Short exercise: Copy out every line of the items below, requests included, multiplying each coordinate in the answers by 2.45 and rounding to whole numbers, with halves going up. Keep the numbers in the requests and their format samples unchanged.

Provided records:
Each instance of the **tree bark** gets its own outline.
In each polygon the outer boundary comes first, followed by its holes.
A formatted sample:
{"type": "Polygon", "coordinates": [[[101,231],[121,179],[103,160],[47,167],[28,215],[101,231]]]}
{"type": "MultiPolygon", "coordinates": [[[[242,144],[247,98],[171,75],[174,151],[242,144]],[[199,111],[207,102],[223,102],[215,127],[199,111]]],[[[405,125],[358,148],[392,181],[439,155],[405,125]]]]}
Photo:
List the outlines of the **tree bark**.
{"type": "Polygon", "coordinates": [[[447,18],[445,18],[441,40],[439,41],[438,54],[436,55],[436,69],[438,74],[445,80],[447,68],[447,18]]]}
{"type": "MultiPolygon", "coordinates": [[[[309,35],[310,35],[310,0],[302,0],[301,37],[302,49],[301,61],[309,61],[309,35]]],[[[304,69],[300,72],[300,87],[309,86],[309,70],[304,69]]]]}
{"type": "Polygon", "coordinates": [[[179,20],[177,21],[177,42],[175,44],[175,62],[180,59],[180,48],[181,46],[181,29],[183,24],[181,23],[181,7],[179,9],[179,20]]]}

Answer to the problem:
Each instance of the **tree bark** gets its own outline.
In each polygon the outer boundary comes first, followed by its holes.
A formatted sample:
{"type": "Polygon", "coordinates": [[[101,231],[121,179],[103,160],[47,167],[28,215],[101,231]]]}
{"type": "MultiPolygon", "coordinates": [[[[242,144],[247,98],[171,75],[174,151],[242,144]],[[199,111],[207,102],[223,102],[215,127],[199,111]]],[[[405,125],[358,148],[392,181],[439,155],[405,125]]]]}
Photo:
List the outlines of the **tree bark**.
{"type": "Polygon", "coordinates": [[[1095,44],[1090,44],[1080,98],[1076,100],[1073,132],[1068,135],[1068,169],[1073,181],[1090,196],[1095,167],[1095,44]]]}
{"type": "MultiPolygon", "coordinates": [[[[757,86],[760,86],[760,0],[740,0],[737,91],[740,120],[737,149],[757,149],[757,86]]],[[[745,169],[735,176],[735,213],[757,211],[757,172],[745,169]]]]}
{"type": "Polygon", "coordinates": [[[439,49],[434,51],[434,103],[429,108],[429,152],[441,145],[441,118],[443,113],[443,71],[448,59],[443,56],[443,17],[439,22],[439,49]]]}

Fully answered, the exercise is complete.